── Data for this task ──

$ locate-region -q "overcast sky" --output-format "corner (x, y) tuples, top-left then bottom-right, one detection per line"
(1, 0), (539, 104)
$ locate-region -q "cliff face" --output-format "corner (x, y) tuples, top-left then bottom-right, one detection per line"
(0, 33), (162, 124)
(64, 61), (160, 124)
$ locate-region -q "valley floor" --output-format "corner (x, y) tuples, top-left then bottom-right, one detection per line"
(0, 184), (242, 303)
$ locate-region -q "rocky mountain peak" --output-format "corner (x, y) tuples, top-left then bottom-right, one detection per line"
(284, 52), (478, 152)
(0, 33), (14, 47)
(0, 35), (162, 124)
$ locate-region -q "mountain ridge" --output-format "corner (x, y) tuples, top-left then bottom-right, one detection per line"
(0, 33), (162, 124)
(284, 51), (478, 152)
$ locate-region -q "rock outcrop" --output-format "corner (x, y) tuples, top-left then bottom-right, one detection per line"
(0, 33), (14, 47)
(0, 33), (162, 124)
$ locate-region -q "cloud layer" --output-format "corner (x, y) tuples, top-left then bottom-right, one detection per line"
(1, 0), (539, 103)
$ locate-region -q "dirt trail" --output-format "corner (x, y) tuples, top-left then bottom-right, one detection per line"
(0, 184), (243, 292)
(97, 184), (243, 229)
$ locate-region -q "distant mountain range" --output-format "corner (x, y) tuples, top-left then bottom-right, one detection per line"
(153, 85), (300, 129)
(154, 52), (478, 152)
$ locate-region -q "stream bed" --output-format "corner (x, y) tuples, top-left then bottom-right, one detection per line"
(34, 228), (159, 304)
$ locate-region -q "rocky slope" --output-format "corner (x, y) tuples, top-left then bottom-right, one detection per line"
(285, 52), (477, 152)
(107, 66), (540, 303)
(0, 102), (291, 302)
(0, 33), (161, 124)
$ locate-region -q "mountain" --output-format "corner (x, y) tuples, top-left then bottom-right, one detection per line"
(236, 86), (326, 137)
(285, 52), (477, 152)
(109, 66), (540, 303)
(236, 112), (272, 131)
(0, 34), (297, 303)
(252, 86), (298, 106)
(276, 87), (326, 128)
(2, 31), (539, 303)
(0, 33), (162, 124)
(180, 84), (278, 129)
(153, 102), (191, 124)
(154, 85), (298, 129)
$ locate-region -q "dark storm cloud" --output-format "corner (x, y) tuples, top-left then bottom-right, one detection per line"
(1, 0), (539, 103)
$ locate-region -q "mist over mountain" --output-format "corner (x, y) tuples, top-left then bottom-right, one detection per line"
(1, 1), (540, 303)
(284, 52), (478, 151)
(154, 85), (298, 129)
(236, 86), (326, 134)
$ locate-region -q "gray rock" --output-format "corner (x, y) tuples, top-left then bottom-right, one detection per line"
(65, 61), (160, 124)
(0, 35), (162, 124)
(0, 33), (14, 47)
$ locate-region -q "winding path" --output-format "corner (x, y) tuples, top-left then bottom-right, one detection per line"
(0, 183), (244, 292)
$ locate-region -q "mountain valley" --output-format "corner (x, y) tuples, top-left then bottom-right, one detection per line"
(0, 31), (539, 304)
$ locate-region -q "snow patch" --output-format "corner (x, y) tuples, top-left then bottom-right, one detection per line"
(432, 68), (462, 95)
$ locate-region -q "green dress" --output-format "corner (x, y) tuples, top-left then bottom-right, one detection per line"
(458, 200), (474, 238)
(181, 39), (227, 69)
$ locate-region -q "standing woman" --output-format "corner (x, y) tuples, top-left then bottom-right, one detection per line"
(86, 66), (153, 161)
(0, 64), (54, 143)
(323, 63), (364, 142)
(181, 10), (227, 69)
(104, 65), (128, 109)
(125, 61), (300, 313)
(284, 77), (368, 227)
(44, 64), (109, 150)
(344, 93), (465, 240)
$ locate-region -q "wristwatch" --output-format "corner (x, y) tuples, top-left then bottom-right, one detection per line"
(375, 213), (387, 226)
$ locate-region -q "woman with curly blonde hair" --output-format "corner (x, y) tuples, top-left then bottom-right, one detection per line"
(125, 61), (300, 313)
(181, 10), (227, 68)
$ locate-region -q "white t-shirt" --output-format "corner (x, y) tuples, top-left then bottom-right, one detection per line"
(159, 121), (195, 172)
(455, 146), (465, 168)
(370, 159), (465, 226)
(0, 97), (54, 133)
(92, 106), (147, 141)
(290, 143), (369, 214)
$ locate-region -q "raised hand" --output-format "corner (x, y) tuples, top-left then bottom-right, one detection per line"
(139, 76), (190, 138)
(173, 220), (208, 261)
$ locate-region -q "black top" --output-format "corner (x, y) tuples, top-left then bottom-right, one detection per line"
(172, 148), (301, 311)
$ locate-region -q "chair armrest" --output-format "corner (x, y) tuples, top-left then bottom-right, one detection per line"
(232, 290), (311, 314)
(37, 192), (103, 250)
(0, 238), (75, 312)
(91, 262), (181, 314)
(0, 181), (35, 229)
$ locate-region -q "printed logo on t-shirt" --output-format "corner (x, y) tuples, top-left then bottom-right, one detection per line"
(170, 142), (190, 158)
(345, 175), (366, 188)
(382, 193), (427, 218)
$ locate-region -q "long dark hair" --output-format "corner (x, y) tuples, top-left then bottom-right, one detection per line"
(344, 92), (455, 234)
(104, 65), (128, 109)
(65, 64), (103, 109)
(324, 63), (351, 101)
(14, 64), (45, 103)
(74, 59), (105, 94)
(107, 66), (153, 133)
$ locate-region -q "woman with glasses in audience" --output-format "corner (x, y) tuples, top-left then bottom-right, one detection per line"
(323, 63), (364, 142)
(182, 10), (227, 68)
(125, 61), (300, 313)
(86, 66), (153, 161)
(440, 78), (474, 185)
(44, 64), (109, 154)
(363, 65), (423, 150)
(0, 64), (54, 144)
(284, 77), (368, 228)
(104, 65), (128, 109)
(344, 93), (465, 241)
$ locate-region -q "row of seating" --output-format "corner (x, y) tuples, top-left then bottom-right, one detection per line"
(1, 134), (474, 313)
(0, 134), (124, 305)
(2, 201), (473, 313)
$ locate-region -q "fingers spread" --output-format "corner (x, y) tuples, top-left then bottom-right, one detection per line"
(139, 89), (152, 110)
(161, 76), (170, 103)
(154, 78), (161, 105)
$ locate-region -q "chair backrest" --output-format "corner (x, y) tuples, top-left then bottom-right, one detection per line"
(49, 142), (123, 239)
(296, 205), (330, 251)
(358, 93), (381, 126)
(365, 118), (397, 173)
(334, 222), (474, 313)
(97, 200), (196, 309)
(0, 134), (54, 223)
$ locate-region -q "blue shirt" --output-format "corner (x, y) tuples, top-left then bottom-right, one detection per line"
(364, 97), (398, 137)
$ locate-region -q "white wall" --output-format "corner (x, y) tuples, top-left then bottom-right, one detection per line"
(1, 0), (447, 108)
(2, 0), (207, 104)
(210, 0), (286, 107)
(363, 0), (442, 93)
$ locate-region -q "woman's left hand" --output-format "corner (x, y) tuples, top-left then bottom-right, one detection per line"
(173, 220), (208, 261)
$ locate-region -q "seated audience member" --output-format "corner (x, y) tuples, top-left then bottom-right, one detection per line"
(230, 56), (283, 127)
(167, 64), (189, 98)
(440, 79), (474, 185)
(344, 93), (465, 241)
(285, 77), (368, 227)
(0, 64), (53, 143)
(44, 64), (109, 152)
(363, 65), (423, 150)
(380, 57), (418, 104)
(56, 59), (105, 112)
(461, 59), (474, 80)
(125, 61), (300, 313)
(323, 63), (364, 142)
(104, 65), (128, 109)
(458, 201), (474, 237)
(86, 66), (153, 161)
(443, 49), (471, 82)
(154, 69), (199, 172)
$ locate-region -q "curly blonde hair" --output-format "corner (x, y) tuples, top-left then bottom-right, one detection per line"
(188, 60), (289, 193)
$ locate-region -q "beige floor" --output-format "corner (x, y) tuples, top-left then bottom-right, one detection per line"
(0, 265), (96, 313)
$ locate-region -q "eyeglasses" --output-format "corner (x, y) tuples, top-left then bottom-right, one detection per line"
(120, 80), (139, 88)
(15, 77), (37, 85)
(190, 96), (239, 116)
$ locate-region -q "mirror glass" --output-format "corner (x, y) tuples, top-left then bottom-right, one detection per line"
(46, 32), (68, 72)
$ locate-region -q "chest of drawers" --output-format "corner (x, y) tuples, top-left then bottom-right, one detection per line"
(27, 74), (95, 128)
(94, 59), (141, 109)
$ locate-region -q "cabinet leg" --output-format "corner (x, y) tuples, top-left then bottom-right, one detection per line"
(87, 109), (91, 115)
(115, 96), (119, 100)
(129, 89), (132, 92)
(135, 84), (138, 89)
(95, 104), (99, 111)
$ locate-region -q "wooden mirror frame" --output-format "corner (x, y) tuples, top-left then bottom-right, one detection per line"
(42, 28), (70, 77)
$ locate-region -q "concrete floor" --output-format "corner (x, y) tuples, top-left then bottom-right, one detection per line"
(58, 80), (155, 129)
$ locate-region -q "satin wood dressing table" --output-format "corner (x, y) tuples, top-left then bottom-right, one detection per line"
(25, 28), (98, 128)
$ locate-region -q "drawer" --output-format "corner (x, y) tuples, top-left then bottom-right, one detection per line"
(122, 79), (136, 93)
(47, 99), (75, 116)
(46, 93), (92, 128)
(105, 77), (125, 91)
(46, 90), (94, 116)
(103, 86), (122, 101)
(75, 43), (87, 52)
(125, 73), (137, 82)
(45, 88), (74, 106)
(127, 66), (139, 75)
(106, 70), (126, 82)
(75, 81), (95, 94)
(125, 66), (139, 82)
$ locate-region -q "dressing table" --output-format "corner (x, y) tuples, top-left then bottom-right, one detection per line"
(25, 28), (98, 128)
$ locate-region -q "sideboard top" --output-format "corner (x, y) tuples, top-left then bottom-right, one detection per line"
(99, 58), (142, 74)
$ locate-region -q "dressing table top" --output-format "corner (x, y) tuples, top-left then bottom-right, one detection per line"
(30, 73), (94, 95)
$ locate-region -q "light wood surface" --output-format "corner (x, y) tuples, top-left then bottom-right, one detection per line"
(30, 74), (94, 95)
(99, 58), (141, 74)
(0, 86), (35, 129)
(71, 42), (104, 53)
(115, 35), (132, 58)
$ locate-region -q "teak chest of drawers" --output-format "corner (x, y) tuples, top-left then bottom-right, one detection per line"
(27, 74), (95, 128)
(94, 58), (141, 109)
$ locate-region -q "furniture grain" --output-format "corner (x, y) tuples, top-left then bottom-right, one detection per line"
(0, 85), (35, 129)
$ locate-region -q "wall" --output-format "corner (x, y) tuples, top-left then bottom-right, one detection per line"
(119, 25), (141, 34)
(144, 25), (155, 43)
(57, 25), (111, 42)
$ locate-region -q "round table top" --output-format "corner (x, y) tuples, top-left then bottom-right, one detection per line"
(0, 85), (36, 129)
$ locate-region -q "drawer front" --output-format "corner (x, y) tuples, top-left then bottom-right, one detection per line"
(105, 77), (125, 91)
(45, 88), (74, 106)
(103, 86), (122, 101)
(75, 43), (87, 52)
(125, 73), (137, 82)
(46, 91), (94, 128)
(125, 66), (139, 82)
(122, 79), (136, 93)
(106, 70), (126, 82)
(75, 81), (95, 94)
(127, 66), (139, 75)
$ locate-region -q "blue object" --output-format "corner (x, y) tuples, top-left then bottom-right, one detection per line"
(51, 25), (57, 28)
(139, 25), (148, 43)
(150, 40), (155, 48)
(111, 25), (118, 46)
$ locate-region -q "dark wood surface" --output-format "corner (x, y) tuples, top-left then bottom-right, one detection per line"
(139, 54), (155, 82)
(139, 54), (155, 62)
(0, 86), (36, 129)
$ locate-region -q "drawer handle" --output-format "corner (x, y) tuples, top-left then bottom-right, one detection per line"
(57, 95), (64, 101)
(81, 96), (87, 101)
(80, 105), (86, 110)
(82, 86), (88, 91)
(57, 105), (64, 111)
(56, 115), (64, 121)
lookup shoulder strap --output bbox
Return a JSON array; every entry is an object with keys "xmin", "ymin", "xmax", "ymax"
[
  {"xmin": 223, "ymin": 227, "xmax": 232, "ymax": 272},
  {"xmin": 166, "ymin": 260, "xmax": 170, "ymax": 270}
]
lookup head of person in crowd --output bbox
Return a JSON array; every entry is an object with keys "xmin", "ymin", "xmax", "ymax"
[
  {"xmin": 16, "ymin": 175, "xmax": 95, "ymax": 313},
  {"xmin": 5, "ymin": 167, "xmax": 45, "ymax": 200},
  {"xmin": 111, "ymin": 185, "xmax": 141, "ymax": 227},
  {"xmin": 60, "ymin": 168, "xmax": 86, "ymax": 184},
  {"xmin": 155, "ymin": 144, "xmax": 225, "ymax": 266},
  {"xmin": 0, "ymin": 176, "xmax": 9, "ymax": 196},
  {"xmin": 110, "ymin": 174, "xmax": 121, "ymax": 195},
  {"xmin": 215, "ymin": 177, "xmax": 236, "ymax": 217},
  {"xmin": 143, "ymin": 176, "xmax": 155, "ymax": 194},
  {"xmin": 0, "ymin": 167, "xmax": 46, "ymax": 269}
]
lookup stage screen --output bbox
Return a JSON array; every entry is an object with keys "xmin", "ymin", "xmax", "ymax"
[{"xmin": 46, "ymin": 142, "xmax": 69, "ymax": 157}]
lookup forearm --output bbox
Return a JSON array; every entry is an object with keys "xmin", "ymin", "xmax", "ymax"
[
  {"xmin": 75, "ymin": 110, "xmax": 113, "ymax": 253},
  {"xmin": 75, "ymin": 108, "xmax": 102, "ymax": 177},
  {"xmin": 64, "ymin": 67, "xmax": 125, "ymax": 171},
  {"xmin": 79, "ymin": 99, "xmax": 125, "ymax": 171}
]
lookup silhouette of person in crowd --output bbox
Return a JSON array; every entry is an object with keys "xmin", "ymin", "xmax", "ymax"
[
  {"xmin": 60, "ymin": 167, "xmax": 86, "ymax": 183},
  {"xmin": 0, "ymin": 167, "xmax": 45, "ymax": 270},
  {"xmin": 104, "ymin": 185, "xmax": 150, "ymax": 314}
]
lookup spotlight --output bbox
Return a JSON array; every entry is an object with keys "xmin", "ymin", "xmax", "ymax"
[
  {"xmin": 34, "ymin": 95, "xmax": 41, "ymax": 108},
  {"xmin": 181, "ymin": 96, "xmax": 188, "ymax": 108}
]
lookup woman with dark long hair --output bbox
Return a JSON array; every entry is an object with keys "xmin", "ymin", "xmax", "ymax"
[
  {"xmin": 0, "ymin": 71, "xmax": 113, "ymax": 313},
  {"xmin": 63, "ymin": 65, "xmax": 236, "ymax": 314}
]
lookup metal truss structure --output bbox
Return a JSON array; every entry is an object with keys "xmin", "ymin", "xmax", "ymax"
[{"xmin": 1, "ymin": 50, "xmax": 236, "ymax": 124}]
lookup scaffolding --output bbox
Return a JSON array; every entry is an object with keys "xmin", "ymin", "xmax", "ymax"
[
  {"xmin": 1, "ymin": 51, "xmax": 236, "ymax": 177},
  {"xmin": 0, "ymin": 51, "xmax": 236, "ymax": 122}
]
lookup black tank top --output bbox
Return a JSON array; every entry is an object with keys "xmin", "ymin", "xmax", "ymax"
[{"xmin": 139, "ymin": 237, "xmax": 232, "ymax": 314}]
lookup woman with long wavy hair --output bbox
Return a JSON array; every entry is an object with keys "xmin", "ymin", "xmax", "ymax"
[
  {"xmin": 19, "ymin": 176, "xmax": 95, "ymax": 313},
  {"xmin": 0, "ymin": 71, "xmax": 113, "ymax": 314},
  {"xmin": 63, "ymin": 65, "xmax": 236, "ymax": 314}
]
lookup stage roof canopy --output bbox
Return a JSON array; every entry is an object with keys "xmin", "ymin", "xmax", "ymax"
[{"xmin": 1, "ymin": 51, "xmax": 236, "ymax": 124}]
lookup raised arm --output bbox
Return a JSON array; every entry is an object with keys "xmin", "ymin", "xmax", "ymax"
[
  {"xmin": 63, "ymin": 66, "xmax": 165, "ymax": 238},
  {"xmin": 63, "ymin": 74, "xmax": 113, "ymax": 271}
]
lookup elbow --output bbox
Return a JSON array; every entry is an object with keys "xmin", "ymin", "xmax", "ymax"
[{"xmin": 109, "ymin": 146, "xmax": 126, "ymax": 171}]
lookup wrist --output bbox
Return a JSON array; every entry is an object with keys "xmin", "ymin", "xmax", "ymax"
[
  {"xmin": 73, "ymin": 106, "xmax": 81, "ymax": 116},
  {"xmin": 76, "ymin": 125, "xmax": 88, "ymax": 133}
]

───

Word search in the records above: please count the lines holding "crowd" and state the count alone.

2